Selection ▸
^^^^^^^^^^^^^^^^

I am wondering how to build a MVP MLOps platform.
A lot of MLOps tool have hidden costs. You need entire teams to maintain them.
That’s not what I want.
I want an MVP platform.
For me an MVP is something that is simple, but complete enough to be useful. Something that allows you to focus on the essentials of building. Something even though it might not be perfect, it might cost more, or it might have a bit of extra latency.
I want something fast to setup, easy to use, and easy to understand.
So let me first define the thing:
An MLOps platform is a set of tools, services, practices and processes that help you build, deploy, and manage your ML models.
I am not interested in the practices and processes for now. This isn’t really something I can MVP.
I want to focus on the tools, services, and practices that are needed to build, deploy, and manage your ML models.
An MLOps platform is very hard to build. It is a complex system that requires a lot of different components to work together.
- Pipeline (Usually separate ones for (a) data (b) training (c) inference)
- Model registry & versioning
- Experiment tracking
- Feature store
- Compute (AI & non-AI)
- Storage (Artifacts, Features, Inputs / Outputs, etc.)
- Monitoring (of the system and the model performance)
- Secrets (to keep my models secure)
- Infrastructure Management (to get all the things up and running)
- CI/CD (to automate the deployment of the things)
That’s a shit ton of stuff I need to build just to get something up and running.
To date, I have only seen two extremes. A massive MLOps platform that requires a bunch of engineers to build and maintain. Or a bunch of small tools that are not integrated and require a lot of manual work to get something new up and running.

^^^^^^^^^^^^^^^^

Entries provided ▸
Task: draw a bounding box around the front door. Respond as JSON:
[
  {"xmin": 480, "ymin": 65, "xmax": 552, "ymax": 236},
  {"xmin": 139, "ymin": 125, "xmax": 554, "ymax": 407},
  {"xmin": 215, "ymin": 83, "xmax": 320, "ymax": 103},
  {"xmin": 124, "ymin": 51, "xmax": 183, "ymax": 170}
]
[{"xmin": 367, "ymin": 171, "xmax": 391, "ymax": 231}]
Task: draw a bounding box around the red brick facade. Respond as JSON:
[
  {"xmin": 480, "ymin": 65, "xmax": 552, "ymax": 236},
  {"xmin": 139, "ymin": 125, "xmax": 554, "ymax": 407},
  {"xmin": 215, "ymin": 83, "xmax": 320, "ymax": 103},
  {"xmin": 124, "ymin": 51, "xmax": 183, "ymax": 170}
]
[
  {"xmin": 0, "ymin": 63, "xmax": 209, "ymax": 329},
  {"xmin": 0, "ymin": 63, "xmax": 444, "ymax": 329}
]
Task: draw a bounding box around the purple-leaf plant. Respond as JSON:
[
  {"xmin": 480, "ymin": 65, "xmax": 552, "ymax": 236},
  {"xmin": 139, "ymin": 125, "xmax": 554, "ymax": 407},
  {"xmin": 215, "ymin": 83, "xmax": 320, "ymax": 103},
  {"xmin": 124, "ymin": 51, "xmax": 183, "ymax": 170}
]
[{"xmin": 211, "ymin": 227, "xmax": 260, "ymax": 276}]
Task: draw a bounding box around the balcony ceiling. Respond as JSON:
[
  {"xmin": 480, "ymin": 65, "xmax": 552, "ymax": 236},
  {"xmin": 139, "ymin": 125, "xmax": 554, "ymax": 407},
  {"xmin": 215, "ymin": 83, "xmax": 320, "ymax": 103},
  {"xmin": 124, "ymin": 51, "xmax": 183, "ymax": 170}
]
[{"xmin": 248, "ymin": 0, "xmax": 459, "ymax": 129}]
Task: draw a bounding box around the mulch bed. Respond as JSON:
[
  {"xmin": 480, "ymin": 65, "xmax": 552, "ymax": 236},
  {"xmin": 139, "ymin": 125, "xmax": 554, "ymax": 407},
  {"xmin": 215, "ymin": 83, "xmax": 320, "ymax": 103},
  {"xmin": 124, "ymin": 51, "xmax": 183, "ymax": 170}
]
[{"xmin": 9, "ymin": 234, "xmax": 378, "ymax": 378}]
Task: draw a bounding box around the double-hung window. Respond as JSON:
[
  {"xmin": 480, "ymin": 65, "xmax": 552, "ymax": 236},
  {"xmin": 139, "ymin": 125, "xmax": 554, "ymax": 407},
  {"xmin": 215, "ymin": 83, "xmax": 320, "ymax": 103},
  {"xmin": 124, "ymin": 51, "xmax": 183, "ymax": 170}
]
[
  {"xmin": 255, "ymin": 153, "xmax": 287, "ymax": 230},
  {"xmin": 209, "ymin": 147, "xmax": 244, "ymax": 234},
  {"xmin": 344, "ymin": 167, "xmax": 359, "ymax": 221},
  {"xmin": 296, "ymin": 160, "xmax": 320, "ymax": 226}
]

^^^^^^^^^^^^^^^^

What you will do ▸ Could you reproduce the MLOps post word for word, from "- Infrastructure Management" down to "something up and running."? The data above is separate from the MLOps post.

Result for this task ▸
- Infrastructure Management (to get all the things up and running)
- CI/CD (to automate the deployment of the things)
That’s a shit ton of stuff I need to build just to get something up and running.